Given request:
Copy each line of the listing below word for word, with nothing changed or left out.

>> Begin

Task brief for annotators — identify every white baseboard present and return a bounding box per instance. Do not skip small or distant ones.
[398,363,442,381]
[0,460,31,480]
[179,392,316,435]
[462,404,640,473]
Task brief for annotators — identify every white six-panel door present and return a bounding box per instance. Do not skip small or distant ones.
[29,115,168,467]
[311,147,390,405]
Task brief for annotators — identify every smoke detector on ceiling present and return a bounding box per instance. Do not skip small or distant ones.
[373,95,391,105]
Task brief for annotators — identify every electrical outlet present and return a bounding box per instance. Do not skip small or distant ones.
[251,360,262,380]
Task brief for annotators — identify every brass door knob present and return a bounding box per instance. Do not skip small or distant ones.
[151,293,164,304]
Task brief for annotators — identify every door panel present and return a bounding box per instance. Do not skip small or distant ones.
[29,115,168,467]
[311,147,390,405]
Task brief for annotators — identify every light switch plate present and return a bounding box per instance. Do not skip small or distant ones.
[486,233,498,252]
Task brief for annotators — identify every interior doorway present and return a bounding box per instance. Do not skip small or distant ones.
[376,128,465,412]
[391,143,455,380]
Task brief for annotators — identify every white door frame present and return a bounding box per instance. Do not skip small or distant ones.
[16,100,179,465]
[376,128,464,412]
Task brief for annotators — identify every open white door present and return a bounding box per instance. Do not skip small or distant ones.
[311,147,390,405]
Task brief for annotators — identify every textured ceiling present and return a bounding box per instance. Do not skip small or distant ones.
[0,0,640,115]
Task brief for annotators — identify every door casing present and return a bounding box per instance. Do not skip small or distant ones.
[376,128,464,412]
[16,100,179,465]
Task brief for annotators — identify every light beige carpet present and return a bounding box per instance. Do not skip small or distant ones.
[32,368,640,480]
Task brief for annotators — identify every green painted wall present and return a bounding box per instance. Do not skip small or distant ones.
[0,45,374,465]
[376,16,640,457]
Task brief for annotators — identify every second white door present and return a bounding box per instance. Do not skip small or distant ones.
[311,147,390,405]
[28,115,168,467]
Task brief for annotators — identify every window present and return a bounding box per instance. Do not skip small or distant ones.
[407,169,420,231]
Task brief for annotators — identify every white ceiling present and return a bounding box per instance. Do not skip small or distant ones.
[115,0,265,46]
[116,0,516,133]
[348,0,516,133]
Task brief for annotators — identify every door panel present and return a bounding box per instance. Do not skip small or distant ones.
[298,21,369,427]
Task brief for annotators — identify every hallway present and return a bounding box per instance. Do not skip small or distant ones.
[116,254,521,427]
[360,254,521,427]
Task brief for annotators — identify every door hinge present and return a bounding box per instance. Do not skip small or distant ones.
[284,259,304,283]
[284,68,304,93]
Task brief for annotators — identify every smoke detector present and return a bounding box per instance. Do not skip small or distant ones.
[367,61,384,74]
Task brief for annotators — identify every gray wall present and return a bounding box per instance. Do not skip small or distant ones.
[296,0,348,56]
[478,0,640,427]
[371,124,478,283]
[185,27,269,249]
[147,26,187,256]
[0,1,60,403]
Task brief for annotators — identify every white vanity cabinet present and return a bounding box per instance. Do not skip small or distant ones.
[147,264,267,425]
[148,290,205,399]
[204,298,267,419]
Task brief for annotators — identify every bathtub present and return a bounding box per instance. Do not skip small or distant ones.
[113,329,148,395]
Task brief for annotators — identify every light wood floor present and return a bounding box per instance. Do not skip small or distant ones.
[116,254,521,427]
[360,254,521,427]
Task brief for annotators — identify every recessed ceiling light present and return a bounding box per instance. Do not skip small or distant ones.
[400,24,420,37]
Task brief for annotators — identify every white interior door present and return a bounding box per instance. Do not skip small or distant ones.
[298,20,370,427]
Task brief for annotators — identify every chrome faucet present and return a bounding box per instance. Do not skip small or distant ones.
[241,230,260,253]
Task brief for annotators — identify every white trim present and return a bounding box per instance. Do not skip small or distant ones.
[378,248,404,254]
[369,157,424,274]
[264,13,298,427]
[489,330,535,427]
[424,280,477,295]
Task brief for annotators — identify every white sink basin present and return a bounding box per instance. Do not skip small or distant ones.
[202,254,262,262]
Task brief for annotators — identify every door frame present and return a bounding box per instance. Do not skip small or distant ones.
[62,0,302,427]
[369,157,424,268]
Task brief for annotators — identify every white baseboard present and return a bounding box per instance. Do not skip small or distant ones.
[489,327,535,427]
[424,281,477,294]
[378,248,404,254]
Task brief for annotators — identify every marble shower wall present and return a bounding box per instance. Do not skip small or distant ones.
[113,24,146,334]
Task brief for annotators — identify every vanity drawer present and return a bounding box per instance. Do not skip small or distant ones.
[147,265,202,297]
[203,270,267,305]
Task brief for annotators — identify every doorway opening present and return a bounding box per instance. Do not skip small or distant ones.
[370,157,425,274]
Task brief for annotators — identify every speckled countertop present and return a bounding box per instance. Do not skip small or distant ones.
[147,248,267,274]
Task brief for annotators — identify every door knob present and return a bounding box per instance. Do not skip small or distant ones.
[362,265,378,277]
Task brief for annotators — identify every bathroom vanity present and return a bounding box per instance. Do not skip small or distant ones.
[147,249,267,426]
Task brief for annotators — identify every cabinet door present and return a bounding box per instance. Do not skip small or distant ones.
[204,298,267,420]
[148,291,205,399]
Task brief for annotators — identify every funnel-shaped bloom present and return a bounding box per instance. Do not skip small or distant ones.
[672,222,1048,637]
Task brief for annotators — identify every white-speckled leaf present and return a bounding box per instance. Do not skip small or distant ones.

>> End

Reply:
Task brief for annotators — identify every white baseboard present and return a bounding box per instance. Do not skip small or distant ones.
[398,363,442,381]
[0,460,31,480]
[179,392,316,435]
[462,404,640,473]
Task brief for annotators — identify every white six-panel door present and return a bounding box per instance. Do not skip small or distant ones.
[29,115,168,467]
[311,147,390,405]
Task brief for annotators — identify every smoke detector on ceiling present and return a bounding box per instance. Do not skip small or distant ones.
[373,95,391,105]
Task brief for annotators — identify every electrical outlet present and return a bounding box per instance. Do not skip small or distant ones.
[251,360,262,380]
Task brief for annotators — identify every brass door knob present and return a bounding box per instance. Do not skip small or distant ones.
[151,293,164,304]
Task brief for annotators — identify every door panel present and return a bounding box per instance. Do not skip small or distant ones.
[29,115,168,467]
[311,147,390,405]
Task brief for annotators — identify every light switch plate present and return a bounding box per instance. Do not skip small or distant ones.
[486,233,498,252]
Task brief for annotators — identify every interior doorway present and return a bounding box per instance. Do not skip small or distant ones.
[376,128,465,412]
[391,143,455,380]
Task brief for annotators — identify every white door frame present and return a bounding box per instance. Do not skip small or distant ones.
[16,100,179,465]
[376,128,464,412]
Task brief for annotators — identify every open white door present and return a bounding box per instance. Do not skip small or distant ones.
[311,147,390,405]
Task brief for annotators — identify every textured ceiling present and return a bounding box per instance. Do not skip small or distant ones.
[0,0,640,115]
Task brief for annotators — identify every door casing present and return a bounding box per instance. Do not skip small or distant ones.
[376,128,464,412]
[16,100,179,465]
Task brief for annotators — identify every light beige carpet present and return a bounding box per instance. Do not skip small or distant ones.
[32,368,640,480]
Task brief for annotators — identify every green painted wall present and return a bounding box per instance. Do not skip small or distant ones.
[0,45,374,465]
[376,16,640,457]
Task brief for annotators — identify every second white door present and return a bounding box per instance. Do not skip small or distant ones.
[311,147,390,405]
[28,115,168,467]
Task brief for annotators — identify every window present and return a bounding box per instance. Do not skip small or distant ones.
[407,169,420,231]
Task brief for annotators — identify every white ceiling present and return a bounding box per instance. Do not skip small or distant ones.
[115,0,265,46]
[116,0,516,133]
[348,0,516,133]
Task brief for annotators — identify every door panel present and return a bounding box per instance. Do not skip small or distant ones.
[298,21,369,427]
Task brief for annotators — identify every hallway present and return a bounding box per instance. Do not skip small or distant ones.
[116,254,521,427]
[360,254,521,427]
Task brief for annotators — identify every door hinge present and return a bounding box per instance. Do not skip small or distant ones.
[284,259,304,283]
[284,68,304,93]
Task brief for annotators — identify every smoke detector present and return a bounding box per instance. Do not skip small or distant ones.
[367,61,384,74]
Task brief for annotators — identify every gray wall present and return a bounding box per instance. Do not skip small or distant ones.
[296,0,348,56]
[478,0,640,427]
[371,124,478,283]
[185,27,269,249]
[147,26,187,256]
[0,1,60,403]
Task brief for annotators — identify every white vanity cabinet present and return a bounding box per instance. Do not skip small or distant ones.
[147,264,267,425]
[148,290,205,399]
[204,298,267,419]
Task brief for annotators — identify every bathtub present and return a bounding box per instance. Do not skip small or distant ones.
[113,329,148,395]
Task brief for annotators — identify every light wood floor present and return a bounding box per instance. Do not skip small or distant ones.
[116,254,521,427]
[360,254,521,427]
Task brief for annotators — identify every recessed ceiling light present and return a bounding box per instance. Do not skip small or distant ones.
[400,24,420,37]
Task brief for annotators — identify every white interior door present and return a bounding box per instance. Do not skip small or distant ones.
[298,20,370,427]
Task brief for annotators — identify every chrome faucet present and return a bounding box per instance. Do not skip small or distant ones.
[241,230,260,253]
Task brief for annotators — identify every white trim present and return a bounding box per instance. Do not skip small or distant ones.
[378,248,404,254]
[369,157,424,274]
[264,13,298,427]
[489,330,535,427]
[424,280,477,295]
Task brief for annotators — identify every white sink basin present and return a bounding box per instance. Do not skip small or distant ones.
[202,254,262,262]
Task brief for annotators — identify every door frame present and return a bounding box per instance. Do not skip small or distant ones.
[62,0,302,427]
[369,157,424,268]
Task brief for annotators — identify every white baseboard present and return a bounding box per instance. Do not skip small or distant ones.
[489,327,535,427]
[424,281,477,294]
[378,248,404,254]
Task brief for annotators — identify every marble shower wall present and return a bounding box per instance. Do not skip small or distant ones.
[113,24,146,334]
Task brief for annotators — identify every vanity drawer present and return a bounding box per instance. Do not skip small or distant ones.
[147,265,202,297]
[203,270,267,305]
Task brief for annotators — identify every doorway opening present and return a bounding box per instance. Do not skip small or distant ones.
[370,157,425,274]
Task brief for annotators — identify every speckled countertop present and return a bounding box per instance. Do not skip small or distant ones.
[147,248,267,274]
Task brief for annotators — identify every door knob present and return a bounding box per instance. Do not skip small or distant ones.
[362,265,378,277]
Task brief for annotators — identify every bathroom vanity present and return a bounding box per instance. Do not skip small or distant ones.
[147,249,267,426]
Task brief for annotators — identify every cabinet door present and return a bounding box per instance. Do not skip small or distant ones.
[204,298,267,420]
[148,291,205,399]
Task brief for annotators — identify every funnel-shaped bloom present and return a bounding box per instance. Do not skip small or distant ones.
[672,222,1048,637]
Task brief for annotators — identify every white-speckled leaf present and return a bounding box per instance. Do not skip small or distant ones.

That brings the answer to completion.